What to work on:
Collect each line in the listing below that contains the word "background", and copy every such line in full.

* BEGIN Given information *

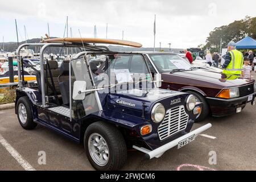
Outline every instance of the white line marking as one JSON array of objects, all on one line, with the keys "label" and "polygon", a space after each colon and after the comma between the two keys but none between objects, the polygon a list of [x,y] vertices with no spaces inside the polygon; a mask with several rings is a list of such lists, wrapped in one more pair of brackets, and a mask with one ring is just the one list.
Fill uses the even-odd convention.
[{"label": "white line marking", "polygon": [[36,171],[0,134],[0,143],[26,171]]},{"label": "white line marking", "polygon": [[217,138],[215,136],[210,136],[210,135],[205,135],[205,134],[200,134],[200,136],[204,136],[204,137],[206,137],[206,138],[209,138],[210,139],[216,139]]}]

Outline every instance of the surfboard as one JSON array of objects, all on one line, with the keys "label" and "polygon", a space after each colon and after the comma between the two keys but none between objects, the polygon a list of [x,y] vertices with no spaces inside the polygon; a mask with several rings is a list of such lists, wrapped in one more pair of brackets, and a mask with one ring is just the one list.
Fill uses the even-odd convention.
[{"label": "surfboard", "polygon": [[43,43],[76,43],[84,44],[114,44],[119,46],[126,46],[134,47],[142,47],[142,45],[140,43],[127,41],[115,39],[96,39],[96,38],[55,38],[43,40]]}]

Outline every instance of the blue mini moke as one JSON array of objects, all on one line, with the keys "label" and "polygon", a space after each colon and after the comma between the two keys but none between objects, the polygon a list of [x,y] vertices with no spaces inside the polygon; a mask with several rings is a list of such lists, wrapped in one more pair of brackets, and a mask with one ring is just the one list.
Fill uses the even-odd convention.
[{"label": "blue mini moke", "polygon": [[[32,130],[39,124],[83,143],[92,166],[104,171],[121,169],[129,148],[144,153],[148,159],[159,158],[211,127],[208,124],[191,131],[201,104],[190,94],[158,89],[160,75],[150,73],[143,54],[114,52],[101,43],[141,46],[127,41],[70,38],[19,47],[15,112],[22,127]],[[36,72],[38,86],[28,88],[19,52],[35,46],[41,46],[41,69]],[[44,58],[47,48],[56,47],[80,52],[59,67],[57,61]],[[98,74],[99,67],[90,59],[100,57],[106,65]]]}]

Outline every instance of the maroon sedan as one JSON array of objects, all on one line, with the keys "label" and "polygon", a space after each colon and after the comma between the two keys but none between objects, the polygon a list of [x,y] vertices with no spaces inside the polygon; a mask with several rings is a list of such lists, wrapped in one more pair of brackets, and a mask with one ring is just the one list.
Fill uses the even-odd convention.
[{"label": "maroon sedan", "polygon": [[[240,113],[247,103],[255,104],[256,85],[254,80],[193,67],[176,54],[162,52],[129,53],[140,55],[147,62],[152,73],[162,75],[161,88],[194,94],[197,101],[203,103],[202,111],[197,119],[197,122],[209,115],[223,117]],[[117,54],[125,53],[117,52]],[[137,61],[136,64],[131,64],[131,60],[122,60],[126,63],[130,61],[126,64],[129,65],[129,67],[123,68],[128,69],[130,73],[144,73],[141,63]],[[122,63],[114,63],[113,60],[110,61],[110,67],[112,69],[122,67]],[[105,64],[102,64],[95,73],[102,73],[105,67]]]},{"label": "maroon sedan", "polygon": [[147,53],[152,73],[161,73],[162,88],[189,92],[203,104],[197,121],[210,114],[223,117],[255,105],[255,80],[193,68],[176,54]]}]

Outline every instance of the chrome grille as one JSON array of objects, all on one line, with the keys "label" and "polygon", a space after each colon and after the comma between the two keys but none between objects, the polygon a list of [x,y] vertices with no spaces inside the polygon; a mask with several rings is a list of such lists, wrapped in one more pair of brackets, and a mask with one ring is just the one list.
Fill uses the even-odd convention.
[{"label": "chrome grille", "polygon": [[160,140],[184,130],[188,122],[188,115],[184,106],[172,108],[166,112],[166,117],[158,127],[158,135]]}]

* END Given information *
* BEGIN Given information *

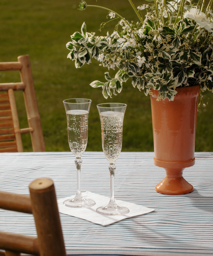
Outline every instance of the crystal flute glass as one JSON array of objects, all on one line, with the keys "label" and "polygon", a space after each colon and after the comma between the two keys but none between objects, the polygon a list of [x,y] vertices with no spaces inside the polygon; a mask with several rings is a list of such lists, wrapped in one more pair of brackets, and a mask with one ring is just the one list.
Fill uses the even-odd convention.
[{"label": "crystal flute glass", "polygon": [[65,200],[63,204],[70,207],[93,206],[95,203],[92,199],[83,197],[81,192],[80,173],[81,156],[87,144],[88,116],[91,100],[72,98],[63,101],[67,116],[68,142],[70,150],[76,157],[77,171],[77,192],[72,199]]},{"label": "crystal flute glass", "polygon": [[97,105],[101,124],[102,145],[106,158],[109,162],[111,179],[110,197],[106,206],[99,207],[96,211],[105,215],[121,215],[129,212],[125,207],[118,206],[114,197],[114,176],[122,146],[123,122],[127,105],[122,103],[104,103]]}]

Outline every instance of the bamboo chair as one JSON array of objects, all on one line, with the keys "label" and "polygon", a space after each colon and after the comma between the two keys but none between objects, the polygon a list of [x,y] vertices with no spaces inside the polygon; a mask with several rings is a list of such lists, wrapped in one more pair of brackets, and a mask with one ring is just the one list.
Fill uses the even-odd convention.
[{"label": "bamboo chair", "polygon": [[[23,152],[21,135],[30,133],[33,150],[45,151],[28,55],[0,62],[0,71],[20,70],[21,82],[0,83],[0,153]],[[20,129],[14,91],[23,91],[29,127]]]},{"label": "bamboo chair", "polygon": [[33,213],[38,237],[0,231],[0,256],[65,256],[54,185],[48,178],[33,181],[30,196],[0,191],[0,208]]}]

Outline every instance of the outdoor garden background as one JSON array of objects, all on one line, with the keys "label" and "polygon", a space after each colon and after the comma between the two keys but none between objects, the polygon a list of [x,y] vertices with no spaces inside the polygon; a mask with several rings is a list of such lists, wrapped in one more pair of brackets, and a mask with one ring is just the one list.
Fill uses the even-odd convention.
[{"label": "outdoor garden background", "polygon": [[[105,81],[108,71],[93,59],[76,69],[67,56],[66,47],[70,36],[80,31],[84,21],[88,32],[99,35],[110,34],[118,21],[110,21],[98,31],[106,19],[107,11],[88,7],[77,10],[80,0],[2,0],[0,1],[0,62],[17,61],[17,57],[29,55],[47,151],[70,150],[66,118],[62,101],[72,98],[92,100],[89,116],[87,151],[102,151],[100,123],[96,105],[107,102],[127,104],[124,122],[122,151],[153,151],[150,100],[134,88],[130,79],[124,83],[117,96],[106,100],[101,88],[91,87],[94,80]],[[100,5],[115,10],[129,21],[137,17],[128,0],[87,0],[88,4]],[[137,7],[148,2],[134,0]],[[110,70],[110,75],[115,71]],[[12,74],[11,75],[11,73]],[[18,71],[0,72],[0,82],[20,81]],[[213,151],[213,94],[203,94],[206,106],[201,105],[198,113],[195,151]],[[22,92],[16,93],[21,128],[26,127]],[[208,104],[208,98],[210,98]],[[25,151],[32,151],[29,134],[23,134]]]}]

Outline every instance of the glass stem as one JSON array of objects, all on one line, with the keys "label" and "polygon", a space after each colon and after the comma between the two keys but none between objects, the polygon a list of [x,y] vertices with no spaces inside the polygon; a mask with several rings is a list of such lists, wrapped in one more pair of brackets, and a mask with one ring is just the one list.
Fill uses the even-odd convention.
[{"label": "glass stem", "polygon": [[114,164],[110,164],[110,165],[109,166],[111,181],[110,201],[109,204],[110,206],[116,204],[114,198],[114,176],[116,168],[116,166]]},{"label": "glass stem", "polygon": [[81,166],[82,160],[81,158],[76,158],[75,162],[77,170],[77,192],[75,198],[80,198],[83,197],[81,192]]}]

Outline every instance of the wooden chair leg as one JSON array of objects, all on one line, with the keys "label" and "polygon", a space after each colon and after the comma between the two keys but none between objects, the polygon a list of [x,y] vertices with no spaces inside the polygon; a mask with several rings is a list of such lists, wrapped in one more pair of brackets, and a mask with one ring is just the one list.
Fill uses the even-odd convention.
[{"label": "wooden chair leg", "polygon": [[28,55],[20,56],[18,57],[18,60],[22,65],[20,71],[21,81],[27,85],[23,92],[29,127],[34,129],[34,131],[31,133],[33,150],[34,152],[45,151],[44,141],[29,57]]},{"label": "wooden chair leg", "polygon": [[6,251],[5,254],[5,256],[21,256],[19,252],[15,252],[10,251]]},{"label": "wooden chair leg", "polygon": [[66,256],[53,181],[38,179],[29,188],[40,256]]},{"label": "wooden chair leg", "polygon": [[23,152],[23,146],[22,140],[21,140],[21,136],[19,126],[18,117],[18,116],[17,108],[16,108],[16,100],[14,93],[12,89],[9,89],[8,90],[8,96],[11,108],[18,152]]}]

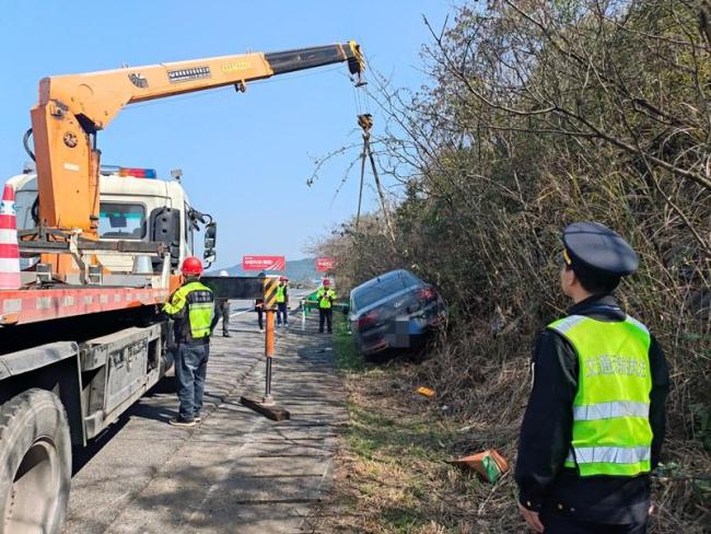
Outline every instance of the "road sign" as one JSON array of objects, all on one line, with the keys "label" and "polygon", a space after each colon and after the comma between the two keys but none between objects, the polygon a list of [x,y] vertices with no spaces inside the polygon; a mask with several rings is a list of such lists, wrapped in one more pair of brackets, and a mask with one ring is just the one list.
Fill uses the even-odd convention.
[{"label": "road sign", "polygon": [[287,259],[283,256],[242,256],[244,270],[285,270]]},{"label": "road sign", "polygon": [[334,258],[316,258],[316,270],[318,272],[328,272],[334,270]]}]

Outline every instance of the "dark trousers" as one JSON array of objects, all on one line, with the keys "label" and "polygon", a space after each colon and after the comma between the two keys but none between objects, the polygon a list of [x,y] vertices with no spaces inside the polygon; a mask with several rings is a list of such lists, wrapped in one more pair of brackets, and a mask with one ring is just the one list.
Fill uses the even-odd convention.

* END Given information *

Task result:
Outline every instance of the outdoor garden background as one JSON array of objects, all on one line, with the keys "label" and "polygon", a space after each colon and after the comma between the two keys but none between objects, the polygon a list of [x,y] vertices with no spaces inside the polygon; a mask with several rings is a list of such lists, wrapped in one more pair of brackets, and a mask with one ring is just the one list.
[{"label": "outdoor garden background", "polygon": [[[105,81],[108,71],[93,59],[76,69],[67,56],[66,47],[70,36],[80,31],[84,21],[88,32],[99,35],[110,34],[118,21],[110,21],[98,31],[106,19],[107,11],[88,7],[77,10],[80,0],[2,0],[0,1],[0,62],[17,61],[17,57],[29,55],[47,151],[70,150],[66,118],[62,101],[72,98],[92,100],[89,116],[87,151],[102,151],[100,123],[96,105],[107,102],[127,104],[124,122],[122,151],[153,151],[150,100],[134,88],[130,79],[124,83],[117,96],[106,100],[101,88],[91,87],[94,80]],[[100,5],[115,10],[129,21],[137,17],[128,0],[87,0],[88,4]],[[137,7],[148,2],[134,0]],[[110,70],[110,75],[115,71]],[[12,74],[11,75],[11,73]],[[18,71],[0,72],[0,82],[20,81]],[[213,151],[213,94],[203,94],[206,106],[201,105],[198,113],[195,151]],[[22,92],[16,93],[21,128],[26,127]],[[208,104],[208,98],[210,98]],[[25,151],[32,151],[29,134],[23,134]]]}]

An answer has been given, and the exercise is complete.